A block of data:
* begin *

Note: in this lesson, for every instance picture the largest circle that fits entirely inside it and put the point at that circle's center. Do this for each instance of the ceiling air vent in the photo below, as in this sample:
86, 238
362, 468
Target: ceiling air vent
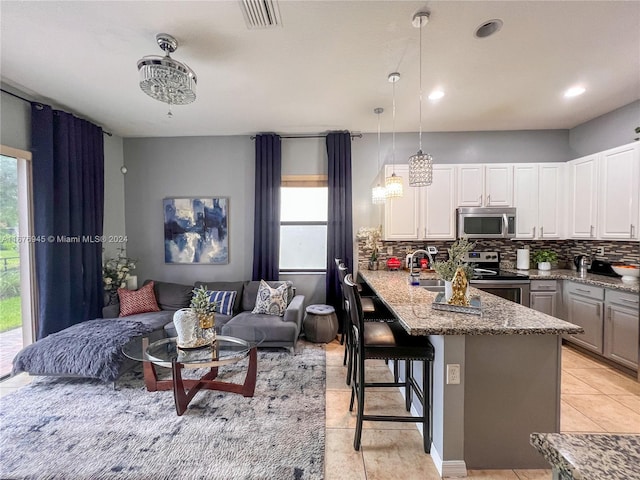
261, 13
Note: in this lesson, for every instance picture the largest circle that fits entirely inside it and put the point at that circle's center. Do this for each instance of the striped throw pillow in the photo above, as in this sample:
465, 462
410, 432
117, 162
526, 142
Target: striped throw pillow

* end *

Task instructions: Turn each line of the material above into a JSON list of strings, one string per line, with blank lines skipped and the pictures left out.

Final result:
[
  "Note: in this lesson, for every instance picture the largest circle that fits entirely inside it and put the point at that circle's center. Do this for each instance of the ceiling air vent in the photo below, as in this sample:",
  "86, 238",
  "362, 468",
  "Target: ceiling air vent",
  "261, 13",
  "Note: in this lesson, for every instance picture the largest circle that fits entirely inside it and put the point at that circle's center. Do this for each instance of the striped throw pillow in the photo above, as in this sample:",
  "465, 462",
  "410, 432",
  "117, 162",
  "526, 142",
  "Target: striped throw pillow"
]